SELECTED TEXT.
"""

Giuseppe "Pep" Cotroni
   Giuseppe Cotroni, Vic's younger  brother, was born on  February 22, 1920 in Calabria, Italy. When he was only four, the family immigrated to Montreal's Italian section.

     He made his name mainly as a specialist in armed robbery and fencing stolen  goods. By 1937, "Pep", as he was often called, had  been charged eight times for such  offenses. In 1949, Cotroni  was jailed for  receiving stolen bonds. He  was released from  St. Vincent de Paul prison  in April, 1953, after serving almost four years.

     Jail did not alter Cotroni's view on crime though and, in the autumn of 1954, the RCMP learned that he had become partners with Lucien Rivard
in heroin trafficking. Drugs would be  imported by Corsican traffickers and smuggled to American customers by the Montreal organization. Pep's older brother Vic and Luigi Greco were his principal financial backers in the drug business and received a cut of the proceeds.

"""

RECORDED INFORMATION.

"""

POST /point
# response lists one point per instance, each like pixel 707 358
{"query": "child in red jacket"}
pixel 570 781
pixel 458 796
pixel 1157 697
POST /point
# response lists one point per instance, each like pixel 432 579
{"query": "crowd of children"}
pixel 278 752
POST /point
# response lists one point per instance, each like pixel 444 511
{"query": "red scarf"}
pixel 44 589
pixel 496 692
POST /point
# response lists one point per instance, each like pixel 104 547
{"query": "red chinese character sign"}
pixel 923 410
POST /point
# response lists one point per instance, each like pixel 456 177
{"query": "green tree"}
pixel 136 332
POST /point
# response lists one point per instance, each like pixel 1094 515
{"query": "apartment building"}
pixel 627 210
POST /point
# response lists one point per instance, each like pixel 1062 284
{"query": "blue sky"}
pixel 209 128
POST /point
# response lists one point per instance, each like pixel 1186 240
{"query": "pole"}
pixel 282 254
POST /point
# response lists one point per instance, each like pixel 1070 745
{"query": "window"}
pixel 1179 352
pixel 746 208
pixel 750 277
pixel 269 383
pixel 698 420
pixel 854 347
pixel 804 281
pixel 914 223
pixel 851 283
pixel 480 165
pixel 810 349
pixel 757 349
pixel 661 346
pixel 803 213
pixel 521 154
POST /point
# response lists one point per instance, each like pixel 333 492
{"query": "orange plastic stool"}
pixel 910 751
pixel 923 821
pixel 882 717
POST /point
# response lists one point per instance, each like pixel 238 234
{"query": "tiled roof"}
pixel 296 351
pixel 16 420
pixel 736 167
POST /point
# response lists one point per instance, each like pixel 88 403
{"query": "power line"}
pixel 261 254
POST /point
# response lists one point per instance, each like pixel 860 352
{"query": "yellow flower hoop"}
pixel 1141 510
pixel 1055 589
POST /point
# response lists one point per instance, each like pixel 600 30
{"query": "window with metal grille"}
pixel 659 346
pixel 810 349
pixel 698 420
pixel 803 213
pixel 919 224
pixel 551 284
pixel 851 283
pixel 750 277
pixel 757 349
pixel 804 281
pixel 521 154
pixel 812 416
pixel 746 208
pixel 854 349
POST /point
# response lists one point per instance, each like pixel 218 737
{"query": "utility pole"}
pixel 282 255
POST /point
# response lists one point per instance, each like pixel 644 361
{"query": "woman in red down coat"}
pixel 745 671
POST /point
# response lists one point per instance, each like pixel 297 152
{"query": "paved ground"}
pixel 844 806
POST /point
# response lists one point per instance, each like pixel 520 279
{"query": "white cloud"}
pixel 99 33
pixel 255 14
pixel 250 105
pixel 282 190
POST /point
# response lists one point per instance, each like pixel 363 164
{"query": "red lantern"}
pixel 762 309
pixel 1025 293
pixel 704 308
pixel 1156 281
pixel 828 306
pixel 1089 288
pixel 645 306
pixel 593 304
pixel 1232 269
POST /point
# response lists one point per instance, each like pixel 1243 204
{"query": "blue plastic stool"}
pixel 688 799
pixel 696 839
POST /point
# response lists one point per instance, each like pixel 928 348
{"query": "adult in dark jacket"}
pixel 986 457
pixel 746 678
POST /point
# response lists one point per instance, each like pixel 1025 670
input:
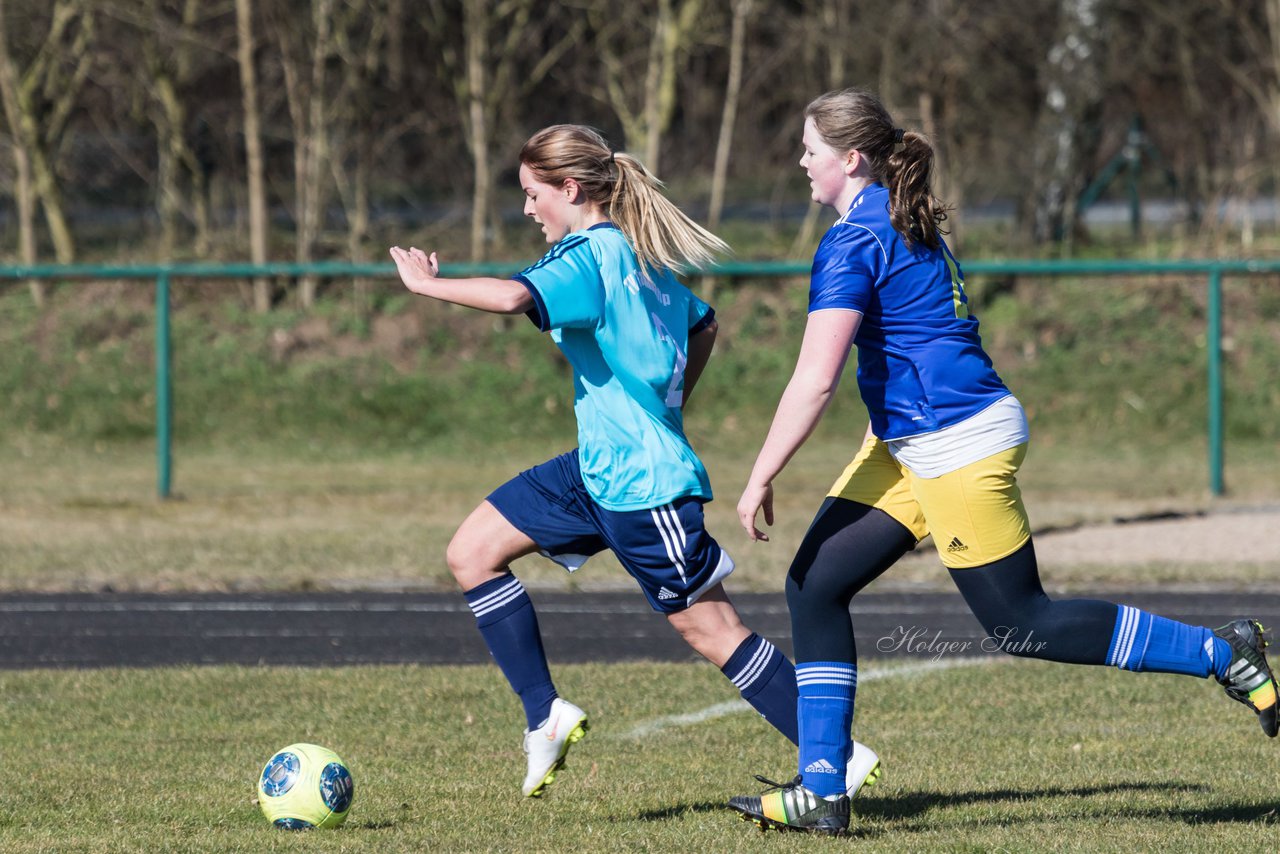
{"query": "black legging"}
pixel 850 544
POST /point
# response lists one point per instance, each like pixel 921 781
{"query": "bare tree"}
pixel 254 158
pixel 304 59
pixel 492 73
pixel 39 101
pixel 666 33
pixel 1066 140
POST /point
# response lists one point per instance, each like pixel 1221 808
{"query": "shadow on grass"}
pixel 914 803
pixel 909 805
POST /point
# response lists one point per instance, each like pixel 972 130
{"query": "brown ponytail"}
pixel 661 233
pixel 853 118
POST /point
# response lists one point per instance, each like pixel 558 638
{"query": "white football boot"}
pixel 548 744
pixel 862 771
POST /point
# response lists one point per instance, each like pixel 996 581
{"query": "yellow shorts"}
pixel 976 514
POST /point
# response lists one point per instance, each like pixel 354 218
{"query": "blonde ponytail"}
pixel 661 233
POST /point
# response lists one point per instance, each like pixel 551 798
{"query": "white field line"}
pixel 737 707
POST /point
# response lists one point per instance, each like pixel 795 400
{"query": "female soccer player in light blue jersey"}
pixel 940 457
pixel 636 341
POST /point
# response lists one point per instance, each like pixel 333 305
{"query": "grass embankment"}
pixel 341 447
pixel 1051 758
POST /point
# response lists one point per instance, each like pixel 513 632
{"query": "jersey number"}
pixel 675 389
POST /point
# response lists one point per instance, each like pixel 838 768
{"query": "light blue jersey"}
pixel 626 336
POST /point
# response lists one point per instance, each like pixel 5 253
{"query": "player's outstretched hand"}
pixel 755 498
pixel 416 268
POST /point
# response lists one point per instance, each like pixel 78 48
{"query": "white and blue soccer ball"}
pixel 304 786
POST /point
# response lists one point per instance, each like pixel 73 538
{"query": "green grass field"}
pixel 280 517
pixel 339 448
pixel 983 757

"""
"""

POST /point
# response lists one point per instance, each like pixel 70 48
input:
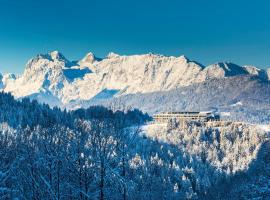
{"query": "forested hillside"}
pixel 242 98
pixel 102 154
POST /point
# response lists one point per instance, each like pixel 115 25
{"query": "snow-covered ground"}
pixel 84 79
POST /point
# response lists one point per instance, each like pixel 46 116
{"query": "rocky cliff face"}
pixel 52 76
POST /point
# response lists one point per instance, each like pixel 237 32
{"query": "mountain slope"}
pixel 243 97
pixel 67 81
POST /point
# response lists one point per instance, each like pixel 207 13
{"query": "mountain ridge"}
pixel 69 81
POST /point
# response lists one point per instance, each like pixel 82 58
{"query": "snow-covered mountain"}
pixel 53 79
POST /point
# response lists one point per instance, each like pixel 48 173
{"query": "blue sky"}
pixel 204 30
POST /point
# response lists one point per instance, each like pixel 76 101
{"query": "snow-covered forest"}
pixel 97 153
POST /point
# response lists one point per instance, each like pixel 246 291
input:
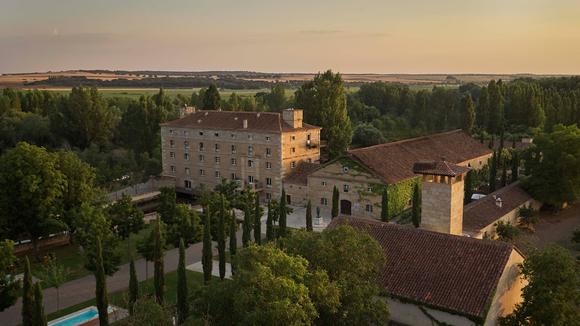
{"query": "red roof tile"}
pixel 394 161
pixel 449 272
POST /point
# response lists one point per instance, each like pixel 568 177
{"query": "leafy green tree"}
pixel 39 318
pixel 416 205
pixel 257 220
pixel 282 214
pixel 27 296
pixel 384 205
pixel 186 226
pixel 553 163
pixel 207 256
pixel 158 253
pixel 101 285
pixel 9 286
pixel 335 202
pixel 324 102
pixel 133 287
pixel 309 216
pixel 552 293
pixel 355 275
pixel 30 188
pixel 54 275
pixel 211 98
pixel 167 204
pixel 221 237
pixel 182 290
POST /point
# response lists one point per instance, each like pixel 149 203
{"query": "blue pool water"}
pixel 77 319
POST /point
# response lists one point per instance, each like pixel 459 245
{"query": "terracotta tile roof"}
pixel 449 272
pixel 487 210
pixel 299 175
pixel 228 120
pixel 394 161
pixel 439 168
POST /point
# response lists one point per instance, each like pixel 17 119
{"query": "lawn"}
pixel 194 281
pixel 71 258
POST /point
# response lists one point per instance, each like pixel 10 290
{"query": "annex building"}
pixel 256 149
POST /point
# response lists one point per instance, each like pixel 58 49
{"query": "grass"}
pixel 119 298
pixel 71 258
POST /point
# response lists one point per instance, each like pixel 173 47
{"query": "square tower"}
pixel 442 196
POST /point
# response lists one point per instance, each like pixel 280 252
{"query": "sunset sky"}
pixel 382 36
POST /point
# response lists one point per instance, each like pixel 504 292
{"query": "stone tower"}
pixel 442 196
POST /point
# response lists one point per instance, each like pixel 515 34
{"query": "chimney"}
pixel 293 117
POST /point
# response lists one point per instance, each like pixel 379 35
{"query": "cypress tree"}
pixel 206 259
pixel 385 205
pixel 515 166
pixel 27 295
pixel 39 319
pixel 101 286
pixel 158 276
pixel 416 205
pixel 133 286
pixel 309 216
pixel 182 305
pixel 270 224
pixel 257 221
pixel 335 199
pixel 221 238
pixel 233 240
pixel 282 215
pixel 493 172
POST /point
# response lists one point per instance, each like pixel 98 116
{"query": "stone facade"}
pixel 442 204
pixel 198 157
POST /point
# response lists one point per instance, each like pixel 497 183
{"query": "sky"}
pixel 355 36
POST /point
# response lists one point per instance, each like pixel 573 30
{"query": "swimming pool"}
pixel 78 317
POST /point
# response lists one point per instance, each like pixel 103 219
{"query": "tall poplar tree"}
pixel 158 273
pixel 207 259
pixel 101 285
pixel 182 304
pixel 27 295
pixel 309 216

"""
"""

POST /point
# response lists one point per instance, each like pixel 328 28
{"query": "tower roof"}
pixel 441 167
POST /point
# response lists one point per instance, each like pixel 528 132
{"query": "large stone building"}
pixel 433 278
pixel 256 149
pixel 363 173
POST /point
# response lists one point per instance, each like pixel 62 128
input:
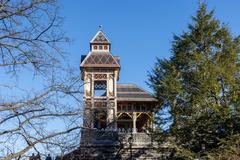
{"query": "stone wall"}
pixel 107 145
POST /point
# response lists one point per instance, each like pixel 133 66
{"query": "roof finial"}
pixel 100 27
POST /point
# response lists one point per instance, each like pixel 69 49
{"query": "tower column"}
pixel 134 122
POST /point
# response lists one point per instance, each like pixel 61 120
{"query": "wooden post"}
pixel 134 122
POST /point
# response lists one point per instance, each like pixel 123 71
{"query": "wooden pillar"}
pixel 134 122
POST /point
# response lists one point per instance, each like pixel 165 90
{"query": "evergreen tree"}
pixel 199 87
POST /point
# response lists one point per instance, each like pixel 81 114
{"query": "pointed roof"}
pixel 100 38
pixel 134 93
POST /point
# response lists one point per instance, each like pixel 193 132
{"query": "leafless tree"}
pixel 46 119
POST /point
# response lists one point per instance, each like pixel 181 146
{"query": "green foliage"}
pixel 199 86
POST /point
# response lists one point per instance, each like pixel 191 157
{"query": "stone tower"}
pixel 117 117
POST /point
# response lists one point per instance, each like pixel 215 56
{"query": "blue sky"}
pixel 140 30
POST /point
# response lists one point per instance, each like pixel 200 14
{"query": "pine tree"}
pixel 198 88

"""

JOBS.
[a] Say whether each statement agrees with the text on Giuseppe Cotroni, answering yes or no and quoting the deciding words of the text: (i) Cotroni was born in Montreal. (ii) Cotroni left prison in April 1953. (iii) Vic was Cotroni's younger brother.
[b] Please copy the text on Giuseppe Cotroni between "Jail did not" and "of the proceeds.", inclusive, renaming "Lucien Rivard" as "Rivard".
[c] Answer these questions from the text on Giuseppe Cotroni:
(i) How old was Cotroni when his family immigrated to Montreal?
(ii) What was he jailed for in 1949?
(iii) Who imported the drugs?

THE RESPONSES.
[a]
(i) No: "in Calabria, Italy"
(ii) Yes: "in April, 1953, after serving almost four years"
(iii) No: "Pep's older brother Vic"

[b]
Jail did not alter Cotroni's view on crime though and, in the autumn of 1954, the RCMP learned that he had become partners with Rivard
in heroin trafficking. Drugs would be  imported by Corsican traffickers and smuggled to American customers by the Montreal organization. Pep's older brother Vic and Luigi Greco were his principal financial backers in the drug business and received a cut of the proceeds.

[c]
(i) Four
(ii) Receiving stolen bonds
(iii) Corsican traffickers